## ENTRIES PROVIDED
◆ ◆ ◆
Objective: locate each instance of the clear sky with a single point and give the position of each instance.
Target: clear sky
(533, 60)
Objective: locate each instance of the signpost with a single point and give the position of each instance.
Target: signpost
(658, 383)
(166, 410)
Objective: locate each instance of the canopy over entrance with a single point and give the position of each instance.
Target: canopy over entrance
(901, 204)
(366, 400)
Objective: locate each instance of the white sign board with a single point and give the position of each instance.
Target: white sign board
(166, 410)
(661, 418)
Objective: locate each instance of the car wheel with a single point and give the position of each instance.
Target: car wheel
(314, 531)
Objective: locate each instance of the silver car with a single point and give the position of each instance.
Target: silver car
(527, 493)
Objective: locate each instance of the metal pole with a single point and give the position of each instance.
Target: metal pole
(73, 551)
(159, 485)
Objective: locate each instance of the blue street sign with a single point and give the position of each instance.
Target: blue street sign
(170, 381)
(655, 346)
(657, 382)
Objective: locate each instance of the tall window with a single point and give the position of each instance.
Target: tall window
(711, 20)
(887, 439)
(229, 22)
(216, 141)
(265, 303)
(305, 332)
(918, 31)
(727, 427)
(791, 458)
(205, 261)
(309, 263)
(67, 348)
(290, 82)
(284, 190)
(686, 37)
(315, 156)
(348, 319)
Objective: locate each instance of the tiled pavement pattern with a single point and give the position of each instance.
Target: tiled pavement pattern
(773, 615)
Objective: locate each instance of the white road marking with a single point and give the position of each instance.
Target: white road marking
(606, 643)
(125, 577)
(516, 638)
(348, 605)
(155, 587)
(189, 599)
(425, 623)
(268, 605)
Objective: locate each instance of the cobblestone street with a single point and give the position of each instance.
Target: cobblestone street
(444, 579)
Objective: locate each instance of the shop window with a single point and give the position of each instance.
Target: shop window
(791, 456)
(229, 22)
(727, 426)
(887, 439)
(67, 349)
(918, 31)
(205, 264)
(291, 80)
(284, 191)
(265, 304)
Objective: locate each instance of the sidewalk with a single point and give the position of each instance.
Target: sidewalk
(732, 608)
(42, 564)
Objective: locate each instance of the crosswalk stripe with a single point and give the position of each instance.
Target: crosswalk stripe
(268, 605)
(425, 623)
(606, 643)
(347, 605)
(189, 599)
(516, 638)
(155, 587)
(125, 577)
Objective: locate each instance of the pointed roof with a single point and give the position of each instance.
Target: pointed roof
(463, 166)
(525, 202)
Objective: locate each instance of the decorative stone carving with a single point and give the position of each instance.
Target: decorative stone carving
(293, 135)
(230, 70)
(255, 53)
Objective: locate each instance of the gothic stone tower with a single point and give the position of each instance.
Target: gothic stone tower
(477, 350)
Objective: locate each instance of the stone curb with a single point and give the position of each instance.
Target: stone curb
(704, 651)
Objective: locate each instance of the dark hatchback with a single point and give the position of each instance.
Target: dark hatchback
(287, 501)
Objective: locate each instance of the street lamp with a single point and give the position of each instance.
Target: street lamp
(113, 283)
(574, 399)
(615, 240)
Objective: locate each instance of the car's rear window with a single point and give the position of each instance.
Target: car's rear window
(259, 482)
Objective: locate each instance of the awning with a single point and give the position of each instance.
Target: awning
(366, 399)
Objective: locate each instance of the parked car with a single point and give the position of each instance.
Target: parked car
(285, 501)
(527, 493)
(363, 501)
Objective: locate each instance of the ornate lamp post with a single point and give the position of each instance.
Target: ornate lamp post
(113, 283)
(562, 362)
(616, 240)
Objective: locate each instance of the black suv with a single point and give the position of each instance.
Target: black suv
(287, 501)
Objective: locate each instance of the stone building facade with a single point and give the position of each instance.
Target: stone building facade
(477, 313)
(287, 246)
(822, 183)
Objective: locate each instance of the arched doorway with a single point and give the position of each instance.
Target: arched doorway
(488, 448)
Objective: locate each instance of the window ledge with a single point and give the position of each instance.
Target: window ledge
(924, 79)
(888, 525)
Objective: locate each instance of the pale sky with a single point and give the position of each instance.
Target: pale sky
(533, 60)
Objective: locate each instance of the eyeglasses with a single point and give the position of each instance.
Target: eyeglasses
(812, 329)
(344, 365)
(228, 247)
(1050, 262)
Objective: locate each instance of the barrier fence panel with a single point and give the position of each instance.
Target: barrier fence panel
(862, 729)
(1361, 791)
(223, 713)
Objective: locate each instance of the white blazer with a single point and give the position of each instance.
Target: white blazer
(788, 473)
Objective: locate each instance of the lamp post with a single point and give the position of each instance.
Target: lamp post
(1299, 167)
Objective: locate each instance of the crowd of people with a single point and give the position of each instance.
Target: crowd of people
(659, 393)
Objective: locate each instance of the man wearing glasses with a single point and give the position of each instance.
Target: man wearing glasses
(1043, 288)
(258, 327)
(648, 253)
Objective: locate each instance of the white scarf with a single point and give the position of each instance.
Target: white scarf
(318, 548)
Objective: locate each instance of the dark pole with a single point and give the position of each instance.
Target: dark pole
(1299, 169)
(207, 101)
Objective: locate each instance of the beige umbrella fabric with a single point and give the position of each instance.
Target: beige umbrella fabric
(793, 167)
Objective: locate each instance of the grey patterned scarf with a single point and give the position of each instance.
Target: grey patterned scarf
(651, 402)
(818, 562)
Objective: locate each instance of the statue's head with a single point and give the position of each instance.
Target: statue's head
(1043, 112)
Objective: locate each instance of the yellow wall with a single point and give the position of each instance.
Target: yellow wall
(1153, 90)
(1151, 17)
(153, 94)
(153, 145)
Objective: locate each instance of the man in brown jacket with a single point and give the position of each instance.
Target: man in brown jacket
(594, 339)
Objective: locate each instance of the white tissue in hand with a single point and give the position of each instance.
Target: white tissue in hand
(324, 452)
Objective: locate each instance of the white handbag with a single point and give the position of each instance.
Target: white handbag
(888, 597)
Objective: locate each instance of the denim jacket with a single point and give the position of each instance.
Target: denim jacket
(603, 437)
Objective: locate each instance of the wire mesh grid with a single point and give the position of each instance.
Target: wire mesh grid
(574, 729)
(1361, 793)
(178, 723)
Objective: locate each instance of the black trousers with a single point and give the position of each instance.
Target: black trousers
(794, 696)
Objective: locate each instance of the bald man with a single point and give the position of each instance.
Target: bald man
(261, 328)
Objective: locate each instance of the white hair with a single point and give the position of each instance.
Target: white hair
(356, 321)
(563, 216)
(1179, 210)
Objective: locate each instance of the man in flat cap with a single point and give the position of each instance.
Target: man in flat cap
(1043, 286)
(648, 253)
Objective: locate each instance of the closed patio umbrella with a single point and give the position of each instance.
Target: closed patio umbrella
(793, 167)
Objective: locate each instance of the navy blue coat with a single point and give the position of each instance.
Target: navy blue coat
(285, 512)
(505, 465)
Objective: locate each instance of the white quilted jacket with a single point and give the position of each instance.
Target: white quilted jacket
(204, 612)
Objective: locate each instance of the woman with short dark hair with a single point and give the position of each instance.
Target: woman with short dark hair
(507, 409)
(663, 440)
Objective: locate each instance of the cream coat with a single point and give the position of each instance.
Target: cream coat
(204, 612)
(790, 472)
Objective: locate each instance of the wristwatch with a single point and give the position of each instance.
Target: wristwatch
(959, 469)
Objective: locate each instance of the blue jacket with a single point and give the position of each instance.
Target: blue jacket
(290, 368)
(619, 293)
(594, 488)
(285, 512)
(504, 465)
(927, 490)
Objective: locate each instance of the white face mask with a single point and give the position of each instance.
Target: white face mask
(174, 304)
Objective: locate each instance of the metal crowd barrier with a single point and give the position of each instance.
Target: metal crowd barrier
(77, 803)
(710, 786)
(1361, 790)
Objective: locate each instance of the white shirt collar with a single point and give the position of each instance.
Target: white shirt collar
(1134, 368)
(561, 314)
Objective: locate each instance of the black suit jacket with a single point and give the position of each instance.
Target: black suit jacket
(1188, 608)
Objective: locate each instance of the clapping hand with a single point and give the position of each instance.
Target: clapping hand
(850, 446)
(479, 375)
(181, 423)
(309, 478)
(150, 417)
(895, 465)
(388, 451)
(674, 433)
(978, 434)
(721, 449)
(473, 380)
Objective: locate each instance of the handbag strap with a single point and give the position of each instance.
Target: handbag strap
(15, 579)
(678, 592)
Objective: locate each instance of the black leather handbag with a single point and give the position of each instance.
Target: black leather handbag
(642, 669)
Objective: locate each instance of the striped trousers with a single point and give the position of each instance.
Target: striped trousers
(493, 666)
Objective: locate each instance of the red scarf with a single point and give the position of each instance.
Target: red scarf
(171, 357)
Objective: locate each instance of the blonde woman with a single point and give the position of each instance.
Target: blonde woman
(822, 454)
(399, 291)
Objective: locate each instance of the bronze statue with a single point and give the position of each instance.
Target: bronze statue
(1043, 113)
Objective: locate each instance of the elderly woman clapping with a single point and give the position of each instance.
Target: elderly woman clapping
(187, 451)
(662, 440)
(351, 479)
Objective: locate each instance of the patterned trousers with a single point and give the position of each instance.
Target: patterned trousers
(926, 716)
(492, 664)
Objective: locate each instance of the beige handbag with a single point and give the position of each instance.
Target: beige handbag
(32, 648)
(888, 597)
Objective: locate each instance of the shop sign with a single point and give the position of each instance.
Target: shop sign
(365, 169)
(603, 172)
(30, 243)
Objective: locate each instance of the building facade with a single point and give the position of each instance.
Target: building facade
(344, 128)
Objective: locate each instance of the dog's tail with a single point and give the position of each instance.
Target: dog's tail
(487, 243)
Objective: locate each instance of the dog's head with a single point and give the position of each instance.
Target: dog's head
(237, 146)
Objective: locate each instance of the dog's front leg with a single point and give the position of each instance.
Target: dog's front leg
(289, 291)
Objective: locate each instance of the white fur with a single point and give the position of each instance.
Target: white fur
◆ ◆ ◆
## WORK TO DO
Write out everything from the line containing "Objective: locate each instance of the dog's tail" down to the last of the lines, including each request, with every coordinate in the answer points raised by 130.

## SOLUTION TO THIS TASK
Objective: locate each instance of the dog's tail with a single point and give the position of each instance.
Target: dog's tail
(617, 373)
Objective: locate each instance of the dog's head with a single point and give the position of each instance.
Target: dog's head
(367, 276)
Objective: locate each instance of the dog's front leg with a single point and give the position of each instance.
Target: dog's front leg
(419, 421)
Objective: locate each instance of the white fur with a single point and give the position of each instance.
Target: white fur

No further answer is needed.